TASKS TO COMPLETE:
1) In the text about living with mental illness, on what date did the writer marry?
2) Go on with the text about living with mental illness from where it stops.

TEXT:
Will My Life As It Is .... Ever Be Easy

For the first time in many years, as of about 4 years ago, I really believed that I was being accepted for "who I am", my mental illness, my quirks, the complete package. My mental illness is quite obvious. There are allot of people in society today, who with medication, can live a perfectly normal life, and nobody will know that they have a mental illness. They are lucky enough to be on meds that will mask their mental illness. Unfortunate for myself, I have been pretty much resistant to just about every medication that I have been prescribed in the past 9 years or so, therefore my mental illness has not been masked; therefore it has been quite obvious to family, relatives and to society that I have a mental illness. It is almost as though it is written across my forehead "I have a mental illness", because without even saying anything, everybody already knows. Even worst, the family of the man that I married on January 20th, even shuns me because of my mental illness. It appears that all around I am not accepted for who I am, not even by my own flesh and blood - my sisters. The only ones that do accept me for the moment, is "my mom", "some my cousins" , "other individuals with mental illnesses", "of course mental health workers" and last but not least, some of the very few friends that I have.

My husband over the past 4 years that I have been with him, has made it quite clear that he does not 101% believe in the existence of mental illness. He has repeatedly said to me, that Psychiatrist and Doctors brainwash it into their patients minds enough that they have a mental illness and then their patients start to believe it; this is not the case with myself.

INFORMATION GIVEN:
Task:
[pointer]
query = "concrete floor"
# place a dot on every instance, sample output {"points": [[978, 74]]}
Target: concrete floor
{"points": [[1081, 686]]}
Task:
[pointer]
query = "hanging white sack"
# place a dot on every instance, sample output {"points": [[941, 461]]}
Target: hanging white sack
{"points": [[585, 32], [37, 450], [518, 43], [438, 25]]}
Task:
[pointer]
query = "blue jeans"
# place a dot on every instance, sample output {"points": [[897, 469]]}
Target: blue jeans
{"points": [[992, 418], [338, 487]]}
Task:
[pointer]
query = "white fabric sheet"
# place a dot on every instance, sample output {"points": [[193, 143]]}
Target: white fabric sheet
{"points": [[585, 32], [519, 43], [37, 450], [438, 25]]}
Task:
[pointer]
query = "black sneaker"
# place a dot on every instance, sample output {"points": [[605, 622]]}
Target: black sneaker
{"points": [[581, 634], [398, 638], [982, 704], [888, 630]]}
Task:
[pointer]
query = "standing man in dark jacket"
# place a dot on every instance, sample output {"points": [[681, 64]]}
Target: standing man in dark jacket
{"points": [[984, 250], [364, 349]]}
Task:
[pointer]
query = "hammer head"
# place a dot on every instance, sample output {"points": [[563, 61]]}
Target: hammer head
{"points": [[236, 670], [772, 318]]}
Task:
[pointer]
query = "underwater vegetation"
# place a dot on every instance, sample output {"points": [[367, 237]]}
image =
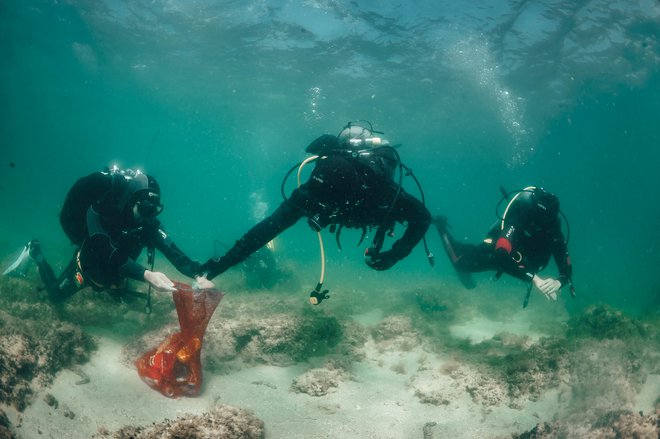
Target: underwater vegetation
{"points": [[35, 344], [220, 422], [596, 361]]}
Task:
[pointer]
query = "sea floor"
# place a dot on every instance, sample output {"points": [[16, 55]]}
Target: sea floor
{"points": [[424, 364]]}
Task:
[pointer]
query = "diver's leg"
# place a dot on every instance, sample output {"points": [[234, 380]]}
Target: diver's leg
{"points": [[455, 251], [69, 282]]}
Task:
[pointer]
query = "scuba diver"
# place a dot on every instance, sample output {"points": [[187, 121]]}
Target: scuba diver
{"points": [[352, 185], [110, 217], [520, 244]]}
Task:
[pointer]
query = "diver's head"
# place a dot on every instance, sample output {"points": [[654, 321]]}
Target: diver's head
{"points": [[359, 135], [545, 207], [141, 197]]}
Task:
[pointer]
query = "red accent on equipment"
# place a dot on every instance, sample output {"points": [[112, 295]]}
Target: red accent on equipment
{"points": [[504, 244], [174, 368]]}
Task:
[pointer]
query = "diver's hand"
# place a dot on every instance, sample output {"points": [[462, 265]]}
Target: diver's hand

---

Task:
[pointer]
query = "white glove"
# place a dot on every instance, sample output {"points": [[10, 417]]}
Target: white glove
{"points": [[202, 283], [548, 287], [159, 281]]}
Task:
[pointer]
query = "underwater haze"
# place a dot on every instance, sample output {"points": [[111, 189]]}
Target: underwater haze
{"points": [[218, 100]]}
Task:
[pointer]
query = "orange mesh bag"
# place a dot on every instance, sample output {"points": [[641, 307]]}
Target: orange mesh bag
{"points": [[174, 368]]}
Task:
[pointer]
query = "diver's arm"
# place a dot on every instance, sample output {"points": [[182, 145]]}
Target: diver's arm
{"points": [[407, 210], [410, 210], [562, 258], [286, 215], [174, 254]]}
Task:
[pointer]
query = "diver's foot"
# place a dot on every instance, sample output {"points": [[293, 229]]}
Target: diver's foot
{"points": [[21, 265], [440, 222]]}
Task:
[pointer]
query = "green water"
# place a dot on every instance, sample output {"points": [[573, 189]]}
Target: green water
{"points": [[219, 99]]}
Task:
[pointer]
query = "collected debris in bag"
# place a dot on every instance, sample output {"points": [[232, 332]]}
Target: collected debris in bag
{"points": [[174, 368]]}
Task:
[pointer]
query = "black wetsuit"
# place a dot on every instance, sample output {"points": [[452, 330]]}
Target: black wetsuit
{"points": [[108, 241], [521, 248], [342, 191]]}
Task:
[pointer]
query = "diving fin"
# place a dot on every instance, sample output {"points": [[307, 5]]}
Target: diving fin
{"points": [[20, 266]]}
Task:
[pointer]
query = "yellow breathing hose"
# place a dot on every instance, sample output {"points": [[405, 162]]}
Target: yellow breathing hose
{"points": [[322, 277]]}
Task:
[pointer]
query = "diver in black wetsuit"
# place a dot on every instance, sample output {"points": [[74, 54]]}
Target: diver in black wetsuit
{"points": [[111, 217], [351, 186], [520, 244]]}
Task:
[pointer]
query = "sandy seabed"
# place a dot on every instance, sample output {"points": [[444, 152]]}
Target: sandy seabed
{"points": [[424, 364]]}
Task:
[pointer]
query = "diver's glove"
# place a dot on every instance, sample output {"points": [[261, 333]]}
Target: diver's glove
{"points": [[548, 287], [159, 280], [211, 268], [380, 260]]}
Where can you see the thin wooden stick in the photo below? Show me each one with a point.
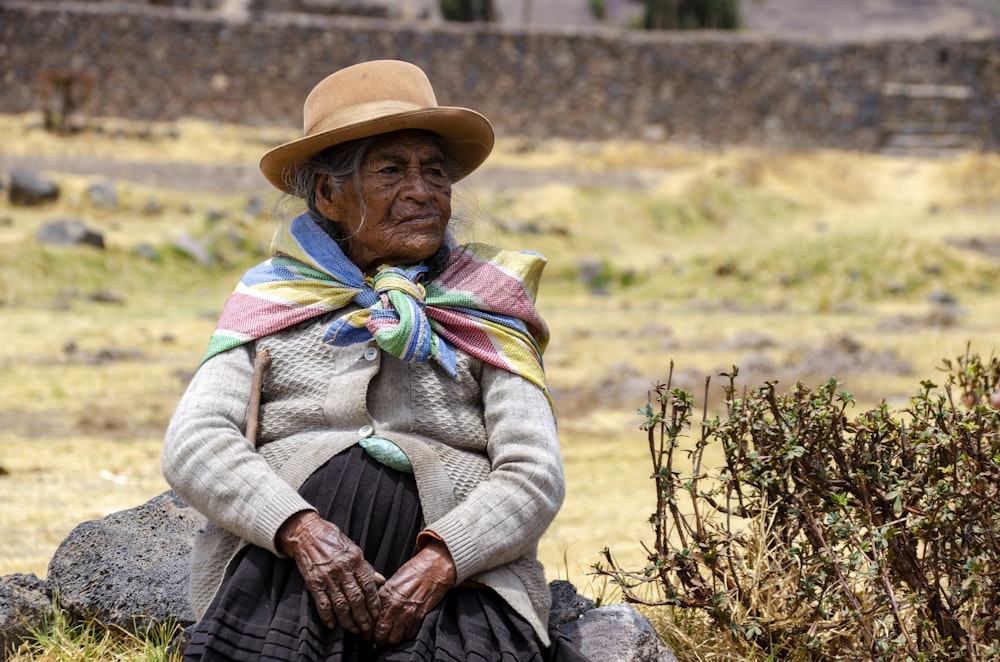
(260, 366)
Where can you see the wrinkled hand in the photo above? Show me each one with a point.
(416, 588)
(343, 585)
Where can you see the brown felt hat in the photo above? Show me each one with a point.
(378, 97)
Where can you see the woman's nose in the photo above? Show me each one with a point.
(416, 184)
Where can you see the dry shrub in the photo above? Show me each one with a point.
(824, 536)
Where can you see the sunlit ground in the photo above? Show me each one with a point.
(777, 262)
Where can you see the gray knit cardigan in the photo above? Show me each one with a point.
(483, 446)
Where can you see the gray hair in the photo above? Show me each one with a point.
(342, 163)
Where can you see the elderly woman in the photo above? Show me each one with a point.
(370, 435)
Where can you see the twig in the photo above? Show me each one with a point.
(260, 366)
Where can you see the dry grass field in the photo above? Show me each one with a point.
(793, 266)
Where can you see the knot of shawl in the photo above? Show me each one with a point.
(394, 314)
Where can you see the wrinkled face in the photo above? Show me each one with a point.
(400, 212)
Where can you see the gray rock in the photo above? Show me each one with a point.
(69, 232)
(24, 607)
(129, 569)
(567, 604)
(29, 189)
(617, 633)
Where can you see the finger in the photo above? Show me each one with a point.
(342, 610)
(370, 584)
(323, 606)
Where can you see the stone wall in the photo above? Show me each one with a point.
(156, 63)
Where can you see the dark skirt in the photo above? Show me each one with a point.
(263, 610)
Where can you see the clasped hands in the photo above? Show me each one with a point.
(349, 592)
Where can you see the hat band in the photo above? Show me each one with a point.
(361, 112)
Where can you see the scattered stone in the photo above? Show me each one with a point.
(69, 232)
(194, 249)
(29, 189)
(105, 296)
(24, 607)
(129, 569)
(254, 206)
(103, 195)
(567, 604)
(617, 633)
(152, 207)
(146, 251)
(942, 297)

---

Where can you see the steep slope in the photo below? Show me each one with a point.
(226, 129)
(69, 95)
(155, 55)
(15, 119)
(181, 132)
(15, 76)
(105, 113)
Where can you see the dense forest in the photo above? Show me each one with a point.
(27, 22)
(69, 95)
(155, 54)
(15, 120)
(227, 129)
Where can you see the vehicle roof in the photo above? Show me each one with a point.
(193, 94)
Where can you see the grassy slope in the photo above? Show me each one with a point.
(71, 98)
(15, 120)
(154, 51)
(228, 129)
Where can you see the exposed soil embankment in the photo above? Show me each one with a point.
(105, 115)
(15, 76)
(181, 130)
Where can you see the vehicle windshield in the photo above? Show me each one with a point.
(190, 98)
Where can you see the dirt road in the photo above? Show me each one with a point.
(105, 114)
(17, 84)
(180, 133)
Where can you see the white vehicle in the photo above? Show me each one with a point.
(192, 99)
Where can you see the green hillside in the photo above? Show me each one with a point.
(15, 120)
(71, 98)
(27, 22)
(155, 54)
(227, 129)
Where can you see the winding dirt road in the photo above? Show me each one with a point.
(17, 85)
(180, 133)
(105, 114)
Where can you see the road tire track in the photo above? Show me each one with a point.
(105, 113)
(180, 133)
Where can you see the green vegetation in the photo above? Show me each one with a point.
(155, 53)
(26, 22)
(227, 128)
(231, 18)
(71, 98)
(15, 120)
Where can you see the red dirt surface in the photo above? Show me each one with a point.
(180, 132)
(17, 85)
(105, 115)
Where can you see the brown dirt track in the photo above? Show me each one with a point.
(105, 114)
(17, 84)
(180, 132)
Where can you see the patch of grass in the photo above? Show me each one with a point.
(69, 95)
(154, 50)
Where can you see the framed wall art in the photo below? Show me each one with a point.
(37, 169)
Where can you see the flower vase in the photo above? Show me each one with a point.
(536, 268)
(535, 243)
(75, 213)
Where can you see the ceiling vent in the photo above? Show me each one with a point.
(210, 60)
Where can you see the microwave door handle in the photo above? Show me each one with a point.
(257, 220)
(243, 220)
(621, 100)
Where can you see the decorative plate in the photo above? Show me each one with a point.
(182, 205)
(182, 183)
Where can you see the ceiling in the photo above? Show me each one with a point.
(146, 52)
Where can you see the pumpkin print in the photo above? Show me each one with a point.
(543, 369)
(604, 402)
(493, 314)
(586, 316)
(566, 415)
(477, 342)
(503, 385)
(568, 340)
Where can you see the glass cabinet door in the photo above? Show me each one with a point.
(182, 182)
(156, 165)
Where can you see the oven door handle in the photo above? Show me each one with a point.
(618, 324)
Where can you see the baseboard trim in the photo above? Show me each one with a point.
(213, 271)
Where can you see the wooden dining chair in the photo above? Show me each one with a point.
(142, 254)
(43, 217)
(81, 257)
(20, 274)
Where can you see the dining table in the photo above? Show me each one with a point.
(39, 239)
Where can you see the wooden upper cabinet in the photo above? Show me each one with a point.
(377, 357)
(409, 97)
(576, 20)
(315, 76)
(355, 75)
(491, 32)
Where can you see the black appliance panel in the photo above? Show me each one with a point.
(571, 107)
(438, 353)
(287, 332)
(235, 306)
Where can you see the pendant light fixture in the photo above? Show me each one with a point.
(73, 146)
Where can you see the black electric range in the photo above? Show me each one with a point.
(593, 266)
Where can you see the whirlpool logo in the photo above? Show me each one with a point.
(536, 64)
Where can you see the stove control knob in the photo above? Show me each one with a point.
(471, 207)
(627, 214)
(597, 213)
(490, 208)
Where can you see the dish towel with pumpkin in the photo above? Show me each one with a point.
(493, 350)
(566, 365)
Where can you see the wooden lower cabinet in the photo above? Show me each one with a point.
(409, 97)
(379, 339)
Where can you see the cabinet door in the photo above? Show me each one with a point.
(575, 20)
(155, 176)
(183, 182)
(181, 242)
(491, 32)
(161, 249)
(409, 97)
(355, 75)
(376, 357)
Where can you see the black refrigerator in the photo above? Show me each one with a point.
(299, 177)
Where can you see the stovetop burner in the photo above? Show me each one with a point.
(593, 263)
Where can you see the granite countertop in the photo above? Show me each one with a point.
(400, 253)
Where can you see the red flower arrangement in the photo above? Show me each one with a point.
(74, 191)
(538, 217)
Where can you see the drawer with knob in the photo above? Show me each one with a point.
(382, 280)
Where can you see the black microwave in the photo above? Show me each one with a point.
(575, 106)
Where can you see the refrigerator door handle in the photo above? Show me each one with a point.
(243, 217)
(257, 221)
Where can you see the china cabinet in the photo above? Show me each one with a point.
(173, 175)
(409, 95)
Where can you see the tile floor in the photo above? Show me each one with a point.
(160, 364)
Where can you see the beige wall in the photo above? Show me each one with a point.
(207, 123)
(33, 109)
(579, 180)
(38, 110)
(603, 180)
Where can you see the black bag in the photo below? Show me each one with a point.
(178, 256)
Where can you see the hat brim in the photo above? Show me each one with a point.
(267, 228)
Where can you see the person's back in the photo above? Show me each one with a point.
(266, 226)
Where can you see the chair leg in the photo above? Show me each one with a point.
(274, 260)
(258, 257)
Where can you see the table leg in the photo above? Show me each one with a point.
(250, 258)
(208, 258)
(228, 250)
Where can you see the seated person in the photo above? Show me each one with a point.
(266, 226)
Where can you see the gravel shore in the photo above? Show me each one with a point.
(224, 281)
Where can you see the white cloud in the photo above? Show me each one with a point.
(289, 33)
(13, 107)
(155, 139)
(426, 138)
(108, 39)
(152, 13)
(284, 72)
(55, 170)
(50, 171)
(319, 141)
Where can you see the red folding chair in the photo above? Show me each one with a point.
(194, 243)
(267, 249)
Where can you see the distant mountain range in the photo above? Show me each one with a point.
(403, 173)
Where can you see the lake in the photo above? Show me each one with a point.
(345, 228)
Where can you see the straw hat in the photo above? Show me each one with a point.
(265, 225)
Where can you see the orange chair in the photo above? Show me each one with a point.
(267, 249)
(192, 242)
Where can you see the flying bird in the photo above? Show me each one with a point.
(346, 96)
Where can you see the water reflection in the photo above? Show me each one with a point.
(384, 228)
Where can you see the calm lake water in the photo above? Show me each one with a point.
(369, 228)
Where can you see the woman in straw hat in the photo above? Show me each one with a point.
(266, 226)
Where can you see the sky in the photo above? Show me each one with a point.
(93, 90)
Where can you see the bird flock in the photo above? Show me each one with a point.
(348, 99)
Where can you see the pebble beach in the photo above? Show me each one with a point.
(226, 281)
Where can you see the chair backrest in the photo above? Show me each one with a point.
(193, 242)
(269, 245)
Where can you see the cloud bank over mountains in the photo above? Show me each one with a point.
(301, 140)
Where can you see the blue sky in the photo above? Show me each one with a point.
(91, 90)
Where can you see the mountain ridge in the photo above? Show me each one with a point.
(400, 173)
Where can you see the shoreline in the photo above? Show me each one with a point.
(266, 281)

ANSWERS PROVIDED:
1) January 20th.

2)
I do however wish that my husband was more believing of mental illness with myself. As it would make living with mental illness much easier for me on a day to day basis. Unfortunately, my mental illness has a tendency to affect my daily activities at times, so much so that I do not know up from down, and often throwing me into severe depressions for days at a time.

What I hate most, is people that know that I am vulnerable to the pushing of my buttons and they know just which buttons to push, to irritate me and to get me responsive and anger and they will be repititive at pushing my buttons, until they have succeeded at nearly pushing me over the edge. There is one line that my husband has been using with me since about the 2 year or so and that is "Bow to your master" or "Bow to your mansy" and he really thinks this is funny when he says this to me, I am sure that he does not literally mean for me to do this, but I feel when he says this, it brushes his ego a bit, for him to see that he can get me to react irrationally.

How do the Bipolar viewing audience of my blog handle when someone pushes your buttons?